## Text
────────────────────────────────────────

The County Championship came to a thrilling conclusion last week with drama in both divisions. A tight race for promotion in Division Two culminated in Nottinghamshire and champions Worcestershire just edging out Northants. A controversial finish to the season at the bottom end of Division One saw Somerset survive amidst allegations of a raked and unacceptable pitch at ‘Ciderabad’ while Middlesex protest a two-point run-rate penalty that ultimately resulted in their relegation by just the single point. Given this run-rate penalty occurred during the abandoned game at the Oval (where a crossbow bolt was fired on the field) Angus Fraser and Co. believe it should not have stood, but it is unlikely to be overturned and the Londoners will join fellow Test ground heavyweights Warwickshire in the second tier next season.
Of course the undoubted highlight of the season came courtesy of the upstarts of the East, Essex’s Division One triumph coming in their first season back in the top flight. An unbeaten season and collecting five more victories than any other team, Chris Silverwood blended experienced campaigners and promising young talent to create a truly irresistible unit that took the Chelmsford-based side to their first title in 25 years.
Country-wide there were star performers in all facets, be it Kolpak signings paying immediate dividends after winter defections from international cricket, older stars showing class is permanent or young guns making a name for themselves for which England honours surely await. Here is our County Championship Team of the Season:
1. Mark Stoneman, Surrey
1,156 runs, average 60.84, four centuries
Stoneman rightly earned an England call-up after a wonderful run of early season form and he has parlayed a solid if unspectacular start to his Test career into a deserved spot alongside Alastair Cook at the top of his country’s batting lineup for the Ashes.
Of course, Stoneman had been a prolific runscorer for several seasons at Durham but departed in the winter to the Oval alongside Scott Borthwick. It was the latter who was expected to thrive on the flat pitches of London but he somewhat struggled, and it was Stoneman who excelled, collecting a fifth successive 1000 run season. It is worrying it took a move to a Test hosting ground to garner any recognition from the England selectors for the consistent left-hander: a first Lions call earlier in the summer was long overdue. Now Stoneman will set about securing his England place in Australia, and the opener has no glaring weakness for the Aussies to expose. Runs will be expected and Stoneman’s strong recent county form suggests he could provide them.

────────────────────────────────────────

## Data listing
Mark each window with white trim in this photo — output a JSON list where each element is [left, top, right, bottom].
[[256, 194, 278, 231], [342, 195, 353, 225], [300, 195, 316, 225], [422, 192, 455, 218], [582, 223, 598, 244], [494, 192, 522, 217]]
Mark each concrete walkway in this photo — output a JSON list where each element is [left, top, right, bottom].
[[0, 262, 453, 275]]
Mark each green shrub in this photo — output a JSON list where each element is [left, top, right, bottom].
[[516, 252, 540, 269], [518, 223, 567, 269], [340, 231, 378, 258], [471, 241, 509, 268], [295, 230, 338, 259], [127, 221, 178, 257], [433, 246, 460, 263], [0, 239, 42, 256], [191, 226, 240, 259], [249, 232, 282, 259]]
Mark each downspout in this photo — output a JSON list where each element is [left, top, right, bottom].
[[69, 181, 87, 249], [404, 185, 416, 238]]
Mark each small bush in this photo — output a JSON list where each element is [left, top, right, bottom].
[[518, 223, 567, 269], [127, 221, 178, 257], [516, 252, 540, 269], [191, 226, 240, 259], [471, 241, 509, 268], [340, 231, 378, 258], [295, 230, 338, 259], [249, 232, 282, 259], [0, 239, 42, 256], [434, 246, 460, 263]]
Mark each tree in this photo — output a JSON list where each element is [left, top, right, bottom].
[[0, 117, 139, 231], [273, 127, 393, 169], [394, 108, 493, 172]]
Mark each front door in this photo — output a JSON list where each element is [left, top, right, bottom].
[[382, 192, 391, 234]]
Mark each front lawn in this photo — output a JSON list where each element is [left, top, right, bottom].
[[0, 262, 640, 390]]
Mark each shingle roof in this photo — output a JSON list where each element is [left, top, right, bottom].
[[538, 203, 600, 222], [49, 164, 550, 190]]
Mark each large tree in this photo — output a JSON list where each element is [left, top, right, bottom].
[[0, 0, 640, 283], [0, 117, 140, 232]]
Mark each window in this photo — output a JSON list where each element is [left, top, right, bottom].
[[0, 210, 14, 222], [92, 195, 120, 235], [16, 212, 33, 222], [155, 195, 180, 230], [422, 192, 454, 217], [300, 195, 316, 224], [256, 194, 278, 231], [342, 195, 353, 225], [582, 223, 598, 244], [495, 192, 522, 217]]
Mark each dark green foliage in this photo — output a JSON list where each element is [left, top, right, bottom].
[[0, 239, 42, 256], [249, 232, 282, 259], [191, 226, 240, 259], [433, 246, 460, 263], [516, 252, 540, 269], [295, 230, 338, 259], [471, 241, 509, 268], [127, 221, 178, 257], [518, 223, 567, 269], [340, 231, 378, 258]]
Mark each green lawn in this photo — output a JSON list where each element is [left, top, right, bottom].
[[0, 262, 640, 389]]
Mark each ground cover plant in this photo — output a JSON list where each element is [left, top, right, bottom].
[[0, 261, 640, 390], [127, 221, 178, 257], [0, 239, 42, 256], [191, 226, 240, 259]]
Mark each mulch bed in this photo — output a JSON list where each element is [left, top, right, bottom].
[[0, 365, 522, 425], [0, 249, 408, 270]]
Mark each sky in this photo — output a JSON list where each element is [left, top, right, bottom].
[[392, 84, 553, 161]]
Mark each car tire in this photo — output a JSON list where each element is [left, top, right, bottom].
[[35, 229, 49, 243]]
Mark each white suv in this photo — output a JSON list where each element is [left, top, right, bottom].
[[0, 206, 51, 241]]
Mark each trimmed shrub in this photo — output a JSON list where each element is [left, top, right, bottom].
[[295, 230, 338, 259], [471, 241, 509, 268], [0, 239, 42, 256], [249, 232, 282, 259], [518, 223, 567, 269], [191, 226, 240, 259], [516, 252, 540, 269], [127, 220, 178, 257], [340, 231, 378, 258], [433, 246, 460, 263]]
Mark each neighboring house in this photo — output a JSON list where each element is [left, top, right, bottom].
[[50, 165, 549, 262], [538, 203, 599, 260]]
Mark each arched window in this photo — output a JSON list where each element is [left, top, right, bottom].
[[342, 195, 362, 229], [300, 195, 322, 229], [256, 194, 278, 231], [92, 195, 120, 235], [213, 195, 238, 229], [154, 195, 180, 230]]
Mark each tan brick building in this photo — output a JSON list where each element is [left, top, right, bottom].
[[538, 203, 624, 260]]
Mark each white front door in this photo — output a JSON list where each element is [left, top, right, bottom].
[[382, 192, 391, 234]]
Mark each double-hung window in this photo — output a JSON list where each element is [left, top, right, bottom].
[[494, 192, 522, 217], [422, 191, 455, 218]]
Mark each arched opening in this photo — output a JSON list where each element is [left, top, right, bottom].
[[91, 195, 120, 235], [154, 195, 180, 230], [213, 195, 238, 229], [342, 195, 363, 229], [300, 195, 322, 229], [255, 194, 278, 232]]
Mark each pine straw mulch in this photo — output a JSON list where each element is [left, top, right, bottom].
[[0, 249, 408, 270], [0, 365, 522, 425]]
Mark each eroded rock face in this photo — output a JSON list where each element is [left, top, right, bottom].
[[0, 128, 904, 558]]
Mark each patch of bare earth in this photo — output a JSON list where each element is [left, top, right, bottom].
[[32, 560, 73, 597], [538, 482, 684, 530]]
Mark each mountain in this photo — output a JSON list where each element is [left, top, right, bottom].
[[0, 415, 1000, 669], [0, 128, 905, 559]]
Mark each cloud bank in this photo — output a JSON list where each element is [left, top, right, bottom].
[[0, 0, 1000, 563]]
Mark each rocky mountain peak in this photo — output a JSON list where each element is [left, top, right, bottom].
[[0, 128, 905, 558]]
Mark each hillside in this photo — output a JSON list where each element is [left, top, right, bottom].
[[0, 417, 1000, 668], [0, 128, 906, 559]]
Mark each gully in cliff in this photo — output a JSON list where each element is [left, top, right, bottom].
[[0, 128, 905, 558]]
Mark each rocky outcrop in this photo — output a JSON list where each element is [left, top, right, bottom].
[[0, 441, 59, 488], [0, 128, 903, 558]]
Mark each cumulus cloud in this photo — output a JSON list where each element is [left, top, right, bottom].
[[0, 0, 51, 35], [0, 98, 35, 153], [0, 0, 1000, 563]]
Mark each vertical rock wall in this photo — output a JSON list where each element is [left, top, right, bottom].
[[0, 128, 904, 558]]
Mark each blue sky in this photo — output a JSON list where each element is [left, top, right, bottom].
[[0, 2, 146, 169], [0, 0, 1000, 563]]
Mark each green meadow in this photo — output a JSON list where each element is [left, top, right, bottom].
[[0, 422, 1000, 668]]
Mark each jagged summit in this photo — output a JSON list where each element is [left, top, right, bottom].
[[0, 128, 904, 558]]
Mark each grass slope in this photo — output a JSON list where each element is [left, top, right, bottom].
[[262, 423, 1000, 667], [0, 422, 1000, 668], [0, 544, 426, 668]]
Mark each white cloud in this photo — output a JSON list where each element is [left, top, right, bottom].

────────────────────────────────────────

## Set tasks
A. Can you rewrite the County Championship review's paragraph beginning "Of course the undoubted highlight" more briefly while keeping its main facts?
B. Quote the County Championship review, beginning at the words that contain "Of course the" and stopping after "in 25 years.".
Work only from the County Championship review.

## Task responses
A. Essex's Division One title was the season's highlight, won in their first season back in the top flight. They went unbeaten and collected five more victories than any other team. Chris Silverwood blended experienced players with promising young talent, bringing the Chelmsford-based side its first title in 25 years.

B.
Of course the undoubted highlight of the season came courtesy of the upstarts of the East, Essex’s Division One triumph coming in their first season back in the top flight. An unbeaten season and collecting five more victories than any other team, Chris Silverwood blended experienced campaigners and promising young talent to create a truly irresistible unit that took the Chelmsford-based side to their first title in 25 years.